+++ Provided text

Statefull service, with a web interface to cheat in

Haven't written for a long time here, sorry if I will write some history, I would like to explain the problem as best as possible.

In the past, when I got frustrated about other languages, mainly GC pauses, but also null reference exceptions, data races etc., I decided to give rust a try.
I purchased the rust book, read it twice, than downloaded the book from RIP tutorials to get some idea of what crates are being used, than I started to work.
I've written 3 projects in rust, namely Am1, sesman, and fscomm (whatever), all of them shared the success story of 2 weeks development, going into production immediately, running for weeks without downtime, and low memory usage.

These 8 weeks (3*2=8==maybe, unfortunately history repeats) were stressful, but the management was happy with the results.

But due to the common denominator of these programs, maintaining a central state (which is not of static size), with network sockets, child processes etc. and having some control from the outside, like listening on http, logging via UDP, raising events.

These issues were very hard to solve using rusts strictness to reference types, sync and send, and globals, this caused a very hard time with adding new features without restructuring the program, and to my pain, sesman went back to the old nodejs/gc version, fscomm went to go language (causing mysterious bugs from time to time, but faster due to green threads), and Am1 is also about to get outdated due to feature backlog.

Looking back, trying to rescue Am1, I understand how CLI applications could be streamlined in rust, I understand how stateless web services could be developed, on the other hand, how would such an application be developed in rust.
For example how would one implement Microsoft word/excel in rust?, how are the structs that automatically synchronize their field access called.
I must be missing some terminology, or paradigm here, otherwise would Pres. Biden mention it as the 1st choice replacement for C/C++.

My impression about rust was, the kind people who created rust, have also thought about the issues it makes, and created solutions (Arc, mpsc, Traits), so how is called the solution for these kinds of issues.

++++++

Prompt 1
In the forum post about stateful services in Rust, which language was fscomm moved to?

+++ Supplied entries

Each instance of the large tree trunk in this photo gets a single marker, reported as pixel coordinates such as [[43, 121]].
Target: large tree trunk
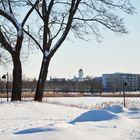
[[17, 79], [42, 80]]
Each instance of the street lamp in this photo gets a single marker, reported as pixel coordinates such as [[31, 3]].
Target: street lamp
[[124, 85], [5, 76]]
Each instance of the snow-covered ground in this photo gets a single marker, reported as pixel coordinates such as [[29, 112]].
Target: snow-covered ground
[[43, 121]]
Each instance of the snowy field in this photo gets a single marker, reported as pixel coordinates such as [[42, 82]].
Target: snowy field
[[71, 119]]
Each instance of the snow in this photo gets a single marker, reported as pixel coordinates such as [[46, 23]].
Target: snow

++++++

Prompt 2
Copy out every line of the records above unchanged, leaving out the pictures.

Written solution 1
The Go language.

Written solution 2
Each instance of the large tree trunk in this photo gets a single marker, reported as pixel coordinates such as [[43, 121]].
Target: large tree trunk
[[17, 79], [42, 80]]
Each instance of the street lamp in this photo gets a single marker, reported as pixel coordinates such as [[31, 3]].
Target: street lamp
[[124, 85], [5, 76]]
Each instance of the snow-covered ground in this photo gets a single marker, reported as pixel coordinates such as [[29, 112]].
Target: snow-covered ground
[[43, 121]]
Each instance of the snowy field in this photo gets a single marker, reported as pixel coordinates such as [[42, 82]].
Target: snowy field
[[71, 119]]
Each instance of the snow in this photo gets a single marker, reported as pixel coordinates such as [[46, 23]].
Target: snow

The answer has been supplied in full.